Entries taken from a pointing dataset
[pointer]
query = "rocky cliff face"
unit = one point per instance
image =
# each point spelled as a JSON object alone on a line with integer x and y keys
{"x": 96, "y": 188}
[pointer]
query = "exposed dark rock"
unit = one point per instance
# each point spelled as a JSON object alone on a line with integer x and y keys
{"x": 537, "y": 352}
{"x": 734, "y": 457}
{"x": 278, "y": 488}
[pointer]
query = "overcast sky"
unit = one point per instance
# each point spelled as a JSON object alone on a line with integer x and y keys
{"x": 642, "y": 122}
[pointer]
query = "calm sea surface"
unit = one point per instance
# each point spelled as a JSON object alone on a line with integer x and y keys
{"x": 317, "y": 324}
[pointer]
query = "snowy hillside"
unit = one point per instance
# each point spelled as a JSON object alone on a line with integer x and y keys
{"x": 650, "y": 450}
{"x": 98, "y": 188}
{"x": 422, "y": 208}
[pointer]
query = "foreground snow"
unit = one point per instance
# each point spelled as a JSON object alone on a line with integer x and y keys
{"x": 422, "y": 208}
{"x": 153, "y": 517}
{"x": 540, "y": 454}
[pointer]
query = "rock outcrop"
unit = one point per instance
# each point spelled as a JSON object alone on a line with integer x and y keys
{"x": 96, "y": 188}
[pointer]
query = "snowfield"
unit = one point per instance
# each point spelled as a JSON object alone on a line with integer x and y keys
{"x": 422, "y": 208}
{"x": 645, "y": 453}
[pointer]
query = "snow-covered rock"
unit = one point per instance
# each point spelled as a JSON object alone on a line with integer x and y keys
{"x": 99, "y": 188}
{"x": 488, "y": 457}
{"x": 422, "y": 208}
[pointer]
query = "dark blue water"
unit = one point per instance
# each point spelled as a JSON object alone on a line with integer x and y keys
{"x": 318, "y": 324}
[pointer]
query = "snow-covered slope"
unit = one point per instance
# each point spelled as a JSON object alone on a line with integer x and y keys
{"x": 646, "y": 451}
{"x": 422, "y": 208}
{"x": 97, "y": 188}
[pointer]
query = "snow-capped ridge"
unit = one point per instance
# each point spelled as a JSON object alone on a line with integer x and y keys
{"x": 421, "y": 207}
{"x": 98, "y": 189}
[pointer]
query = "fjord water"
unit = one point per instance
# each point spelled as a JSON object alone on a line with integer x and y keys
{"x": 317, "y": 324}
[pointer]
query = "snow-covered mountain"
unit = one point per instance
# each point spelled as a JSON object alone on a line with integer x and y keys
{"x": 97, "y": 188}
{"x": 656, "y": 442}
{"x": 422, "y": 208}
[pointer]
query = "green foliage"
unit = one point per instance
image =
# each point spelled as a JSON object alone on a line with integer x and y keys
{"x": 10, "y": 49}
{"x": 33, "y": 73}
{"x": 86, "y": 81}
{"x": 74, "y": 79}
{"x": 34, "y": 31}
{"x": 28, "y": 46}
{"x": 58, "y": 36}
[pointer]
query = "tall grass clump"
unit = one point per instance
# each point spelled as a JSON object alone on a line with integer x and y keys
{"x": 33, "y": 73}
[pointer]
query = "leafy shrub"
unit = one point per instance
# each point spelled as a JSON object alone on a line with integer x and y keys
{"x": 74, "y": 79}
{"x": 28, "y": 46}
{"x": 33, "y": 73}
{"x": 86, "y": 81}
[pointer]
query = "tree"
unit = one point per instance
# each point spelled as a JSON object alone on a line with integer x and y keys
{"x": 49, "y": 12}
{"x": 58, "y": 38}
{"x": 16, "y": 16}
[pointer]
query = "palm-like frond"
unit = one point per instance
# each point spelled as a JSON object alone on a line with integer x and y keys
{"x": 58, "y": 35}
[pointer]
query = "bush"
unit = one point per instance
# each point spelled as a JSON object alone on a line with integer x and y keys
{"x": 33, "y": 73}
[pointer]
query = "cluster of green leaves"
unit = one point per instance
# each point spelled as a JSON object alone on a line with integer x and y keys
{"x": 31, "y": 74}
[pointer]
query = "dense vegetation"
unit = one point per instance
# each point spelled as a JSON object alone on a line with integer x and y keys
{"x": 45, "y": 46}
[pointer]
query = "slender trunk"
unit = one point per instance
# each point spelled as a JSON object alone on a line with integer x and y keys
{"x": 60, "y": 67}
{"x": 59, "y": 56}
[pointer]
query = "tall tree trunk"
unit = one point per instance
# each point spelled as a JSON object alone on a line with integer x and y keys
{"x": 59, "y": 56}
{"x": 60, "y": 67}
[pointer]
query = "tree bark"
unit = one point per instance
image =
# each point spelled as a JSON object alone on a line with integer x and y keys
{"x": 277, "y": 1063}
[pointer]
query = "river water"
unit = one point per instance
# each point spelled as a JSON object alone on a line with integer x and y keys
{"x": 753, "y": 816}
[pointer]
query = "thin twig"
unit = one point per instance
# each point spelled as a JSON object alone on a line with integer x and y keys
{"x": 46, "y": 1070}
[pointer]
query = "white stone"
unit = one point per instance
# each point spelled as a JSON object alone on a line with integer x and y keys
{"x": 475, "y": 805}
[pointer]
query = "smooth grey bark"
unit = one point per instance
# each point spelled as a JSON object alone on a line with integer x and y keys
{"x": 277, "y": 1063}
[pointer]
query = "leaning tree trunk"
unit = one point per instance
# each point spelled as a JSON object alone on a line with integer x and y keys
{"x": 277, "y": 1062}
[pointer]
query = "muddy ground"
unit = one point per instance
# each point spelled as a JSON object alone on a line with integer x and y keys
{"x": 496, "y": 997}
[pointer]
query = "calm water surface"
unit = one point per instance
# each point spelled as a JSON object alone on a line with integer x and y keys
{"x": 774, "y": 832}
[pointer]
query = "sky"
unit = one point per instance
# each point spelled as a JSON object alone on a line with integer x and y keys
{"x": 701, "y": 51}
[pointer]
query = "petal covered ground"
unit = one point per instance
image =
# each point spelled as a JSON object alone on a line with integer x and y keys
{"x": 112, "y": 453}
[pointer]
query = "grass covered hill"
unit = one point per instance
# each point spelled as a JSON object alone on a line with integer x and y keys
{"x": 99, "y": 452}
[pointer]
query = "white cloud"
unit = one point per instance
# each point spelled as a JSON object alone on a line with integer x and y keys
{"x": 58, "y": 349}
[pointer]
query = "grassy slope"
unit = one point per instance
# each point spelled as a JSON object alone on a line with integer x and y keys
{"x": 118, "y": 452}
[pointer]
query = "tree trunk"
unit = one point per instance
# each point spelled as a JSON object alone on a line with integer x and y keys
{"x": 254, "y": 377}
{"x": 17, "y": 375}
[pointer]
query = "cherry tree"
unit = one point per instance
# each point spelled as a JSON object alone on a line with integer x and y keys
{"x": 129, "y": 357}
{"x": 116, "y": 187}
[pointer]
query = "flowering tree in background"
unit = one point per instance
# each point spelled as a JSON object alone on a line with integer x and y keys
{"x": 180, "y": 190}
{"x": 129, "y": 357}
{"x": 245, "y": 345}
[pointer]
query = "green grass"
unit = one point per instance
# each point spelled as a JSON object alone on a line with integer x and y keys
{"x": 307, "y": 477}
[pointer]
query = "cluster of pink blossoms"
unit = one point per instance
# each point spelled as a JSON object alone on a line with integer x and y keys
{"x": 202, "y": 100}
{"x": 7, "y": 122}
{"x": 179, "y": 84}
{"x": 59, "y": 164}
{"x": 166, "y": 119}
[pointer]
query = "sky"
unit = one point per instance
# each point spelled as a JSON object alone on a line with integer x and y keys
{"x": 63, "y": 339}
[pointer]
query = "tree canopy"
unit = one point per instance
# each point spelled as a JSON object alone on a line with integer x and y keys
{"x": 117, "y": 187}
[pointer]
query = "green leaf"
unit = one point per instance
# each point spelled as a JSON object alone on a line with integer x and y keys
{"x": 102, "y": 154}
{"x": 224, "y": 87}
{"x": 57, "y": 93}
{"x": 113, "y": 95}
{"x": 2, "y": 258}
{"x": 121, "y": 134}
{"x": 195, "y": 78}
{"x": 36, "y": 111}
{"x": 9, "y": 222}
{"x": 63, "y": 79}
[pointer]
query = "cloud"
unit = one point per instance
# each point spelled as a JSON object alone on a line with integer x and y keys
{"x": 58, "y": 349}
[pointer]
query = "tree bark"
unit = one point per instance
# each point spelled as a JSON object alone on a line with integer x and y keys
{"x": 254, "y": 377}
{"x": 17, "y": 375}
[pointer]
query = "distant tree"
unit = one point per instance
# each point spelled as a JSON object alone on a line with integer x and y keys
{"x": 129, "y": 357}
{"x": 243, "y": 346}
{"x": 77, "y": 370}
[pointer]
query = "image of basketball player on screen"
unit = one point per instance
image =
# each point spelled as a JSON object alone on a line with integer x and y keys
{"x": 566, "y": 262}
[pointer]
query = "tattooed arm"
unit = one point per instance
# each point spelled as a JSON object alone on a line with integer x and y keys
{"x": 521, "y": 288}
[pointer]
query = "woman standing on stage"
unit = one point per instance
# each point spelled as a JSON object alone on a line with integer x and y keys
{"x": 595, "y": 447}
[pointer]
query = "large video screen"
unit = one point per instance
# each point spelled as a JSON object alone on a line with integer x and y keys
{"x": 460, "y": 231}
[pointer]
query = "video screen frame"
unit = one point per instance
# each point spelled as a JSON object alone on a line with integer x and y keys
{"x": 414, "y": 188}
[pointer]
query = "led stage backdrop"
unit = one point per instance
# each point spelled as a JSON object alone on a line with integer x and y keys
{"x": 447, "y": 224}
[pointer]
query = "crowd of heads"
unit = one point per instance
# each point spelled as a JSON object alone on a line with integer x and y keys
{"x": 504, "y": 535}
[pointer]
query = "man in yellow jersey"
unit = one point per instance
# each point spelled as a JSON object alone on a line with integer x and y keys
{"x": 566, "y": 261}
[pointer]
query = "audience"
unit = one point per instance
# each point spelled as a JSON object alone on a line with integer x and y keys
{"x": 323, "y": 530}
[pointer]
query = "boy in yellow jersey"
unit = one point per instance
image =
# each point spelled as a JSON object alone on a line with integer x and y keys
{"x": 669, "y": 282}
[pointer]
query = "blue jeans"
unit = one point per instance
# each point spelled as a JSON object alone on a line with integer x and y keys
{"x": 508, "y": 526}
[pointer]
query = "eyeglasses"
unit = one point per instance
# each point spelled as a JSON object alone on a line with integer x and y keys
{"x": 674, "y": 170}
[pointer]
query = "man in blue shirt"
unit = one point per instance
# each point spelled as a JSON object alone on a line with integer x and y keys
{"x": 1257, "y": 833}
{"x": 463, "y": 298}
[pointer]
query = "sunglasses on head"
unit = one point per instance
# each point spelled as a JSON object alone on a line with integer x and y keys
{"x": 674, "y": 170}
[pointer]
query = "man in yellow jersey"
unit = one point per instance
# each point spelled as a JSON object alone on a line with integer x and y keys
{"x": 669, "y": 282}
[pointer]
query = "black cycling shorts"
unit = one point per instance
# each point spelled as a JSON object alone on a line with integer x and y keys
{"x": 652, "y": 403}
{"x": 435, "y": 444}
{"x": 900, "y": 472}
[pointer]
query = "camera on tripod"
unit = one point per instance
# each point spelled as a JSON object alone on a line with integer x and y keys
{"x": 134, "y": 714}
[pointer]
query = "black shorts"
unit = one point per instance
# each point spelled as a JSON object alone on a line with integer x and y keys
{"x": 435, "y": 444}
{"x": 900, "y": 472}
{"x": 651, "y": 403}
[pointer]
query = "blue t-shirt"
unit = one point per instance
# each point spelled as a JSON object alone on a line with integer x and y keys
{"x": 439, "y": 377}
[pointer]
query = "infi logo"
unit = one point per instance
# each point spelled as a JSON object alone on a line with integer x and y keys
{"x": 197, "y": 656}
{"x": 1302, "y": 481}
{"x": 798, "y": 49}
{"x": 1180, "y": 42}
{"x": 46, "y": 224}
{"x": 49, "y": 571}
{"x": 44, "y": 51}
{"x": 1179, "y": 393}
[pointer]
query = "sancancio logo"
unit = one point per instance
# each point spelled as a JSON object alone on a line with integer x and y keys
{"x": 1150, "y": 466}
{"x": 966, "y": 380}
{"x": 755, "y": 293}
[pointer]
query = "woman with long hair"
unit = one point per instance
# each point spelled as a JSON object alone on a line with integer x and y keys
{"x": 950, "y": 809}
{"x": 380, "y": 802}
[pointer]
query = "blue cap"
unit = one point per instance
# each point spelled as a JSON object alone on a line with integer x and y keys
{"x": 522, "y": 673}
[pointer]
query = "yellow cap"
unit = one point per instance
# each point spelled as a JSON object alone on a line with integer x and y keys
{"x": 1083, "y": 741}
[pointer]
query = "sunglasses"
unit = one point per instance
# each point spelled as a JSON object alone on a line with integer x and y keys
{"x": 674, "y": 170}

▶ [PROBLEM STATEMENT] Return every line of the data above that contains the string "tall". Matching is case-sensitive.

▶ [SOLUTION]
query = "tall grass clump"
query = "tall tree trunk"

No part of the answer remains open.